[Records for the task — start]

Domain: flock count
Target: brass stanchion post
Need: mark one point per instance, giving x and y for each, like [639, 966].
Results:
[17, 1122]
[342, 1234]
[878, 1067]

[Records for the task — finish]

● Problem statement:
Write out again only the lines from the one with "Target: brass stanchion post" through the last line of the records above. Keep every word as it stands.

● Exercise output:
Target: brass stanchion post
Need: mark one point per instance, giving x and y for each, like [639, 966].
Results:
[17, 1122]
[342, 1234]
[878, 1067]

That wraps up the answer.